■ **WHAT THIS TASK INVOLVES**
Can you reproduce every one of the lines below, character for character, without changing anything?

■ **PROVIDED INFORMATION**
-- start --

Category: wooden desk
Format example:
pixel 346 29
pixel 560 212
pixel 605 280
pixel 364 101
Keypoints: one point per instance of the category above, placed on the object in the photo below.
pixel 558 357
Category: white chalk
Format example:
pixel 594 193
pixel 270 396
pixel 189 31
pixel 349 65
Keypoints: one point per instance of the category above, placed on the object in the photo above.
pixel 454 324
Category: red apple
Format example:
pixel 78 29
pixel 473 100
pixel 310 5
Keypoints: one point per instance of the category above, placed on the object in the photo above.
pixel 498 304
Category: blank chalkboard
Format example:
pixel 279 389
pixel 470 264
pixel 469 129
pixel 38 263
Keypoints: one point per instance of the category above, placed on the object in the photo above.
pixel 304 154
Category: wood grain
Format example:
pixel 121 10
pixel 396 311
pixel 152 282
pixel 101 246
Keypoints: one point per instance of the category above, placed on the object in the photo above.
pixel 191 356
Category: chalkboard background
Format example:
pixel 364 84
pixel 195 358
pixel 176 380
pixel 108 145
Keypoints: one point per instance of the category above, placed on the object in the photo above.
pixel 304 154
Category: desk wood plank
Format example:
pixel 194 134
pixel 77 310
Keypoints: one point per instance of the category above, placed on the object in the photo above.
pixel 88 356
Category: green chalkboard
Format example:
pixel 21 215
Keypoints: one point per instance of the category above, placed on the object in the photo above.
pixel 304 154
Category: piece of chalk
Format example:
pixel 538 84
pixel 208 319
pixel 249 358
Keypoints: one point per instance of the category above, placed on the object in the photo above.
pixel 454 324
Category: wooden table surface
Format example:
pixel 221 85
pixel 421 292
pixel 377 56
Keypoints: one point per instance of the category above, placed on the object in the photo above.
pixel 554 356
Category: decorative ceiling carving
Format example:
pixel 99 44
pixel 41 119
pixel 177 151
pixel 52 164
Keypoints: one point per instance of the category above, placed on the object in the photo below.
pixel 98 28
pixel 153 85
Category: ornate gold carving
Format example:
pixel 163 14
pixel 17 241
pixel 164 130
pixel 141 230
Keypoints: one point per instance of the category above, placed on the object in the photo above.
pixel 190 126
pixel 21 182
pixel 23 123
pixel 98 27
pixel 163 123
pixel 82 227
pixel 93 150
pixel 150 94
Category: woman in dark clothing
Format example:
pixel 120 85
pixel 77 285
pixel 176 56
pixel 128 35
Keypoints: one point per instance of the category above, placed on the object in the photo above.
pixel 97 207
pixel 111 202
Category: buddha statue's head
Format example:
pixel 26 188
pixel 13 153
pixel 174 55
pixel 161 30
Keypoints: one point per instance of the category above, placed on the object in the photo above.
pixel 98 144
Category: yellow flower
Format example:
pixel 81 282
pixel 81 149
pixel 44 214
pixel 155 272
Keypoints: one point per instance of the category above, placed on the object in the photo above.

-- end --

■ **TASK ANSWER**
Category: wooden desk
Format example:
pixel 346 29
pixel 560 212
pixel 605 280
pixel 364 101
Keypoints: one point per instance of the category above, placed on the object in the photo below.
pixel 558 357
Category: white chalk
Format example:
pixel 594 193
pixel 270 396
pixel 189 31
pixel 349 65
Keypoints: one point per instance of the category above, placed on the object in the photo above.
pixel 454 324
Category: red apple
Format example:
pixel 78 29
pixel 473 100
pixel 310 5
Keypoints: one point per instance of the category above, placed on the object in the photo above.
pixel 498 304
Category: blank chalkboard
Format example:
pixel 279 389
pixel 470 264
pixel 469 129
pixel 38 263
Keypoints: one point per instance of the category above, placed on the object in the photo above.
pixel 304 154
Category: wood grain
Format example:
pixel 121 10
pixel 396 311
pixel 152 282
pixel 101 246
Keypoints: one point per instance of the category above, placed on the object in the photo above.
pixel 191 356
Category: chalkboard background
Format example:
pixel 364 84
pixel 195 358
pixel 176 380
pixel 108 145
Keypoints: one point per instance of the category above, placed on the object in the photo above.
pixel 304 154
Category: desk wood plank
Format example:
pixel 194 134
pixel 77 310
Keypoints: one point per instance of the category above, placed on the object in the photo above.
pixel 88 356
Category: green chalkboard
Format example:
pixel 21 215
Keypoints: one point per instance of the category above, placed on the object in the photo above.
pixel 304 154
Category: piece of chalk
Format example:
pixel 538 84
pixel 208 319
pixel 249 358
Keypoints: one point per instance of the category above, placed on the object in the photo above.
pixel 454 324
Category: wooden table surface
Format example:
pixel 221 85
pixel 421 292
pixel 377 56
Keypoints: one point per instance of the category above, placed on the object in the photo above.
pixel 554 356
Category: decorative ceiling carving
Format example:
pixel 99 44
pixel 41 119
pixel 177 151
pixel 52 164
Keypoints: one point per instance of the category above, placed on the object in the photo below.
pixel 98 28
pixel 153 85
Category: ornate gold carving
Format example:
pixel 163 14
pixel 17 241
pixel 164 130
pixel 141 230
Keypoints: one point per instance of the category above, placed on the object in the photo above.
pixel 190 126
pixel 21 182
pixel 23 123
pixel 98 27
pixel 163 123
pixel 82 227
pixel 93 150
pixel 150 94
Category: woman in dark clothing
Format example:
pixel 120 85
pixel 77 285
pixel 176 56
pixel 128 35
Keypoints: one point per instance of the category above, placed on the object in the photo above.
pixel 97 207
pixel 111 202
Category: buddha statue's head
Format example:
pixel 26 188
pixel 13 153
pixel 174 55
pixel 161 30
Keypoints: one point per instance of the category above, placed on the object in the photo above.
pixel 98 144
Category: yellow flower
Format example:
pixel 81 282
pixel 81 149
pixel 44 214
pixel 155 272
Keypoints: one point per instance of the category above, placed on the object in the photo above.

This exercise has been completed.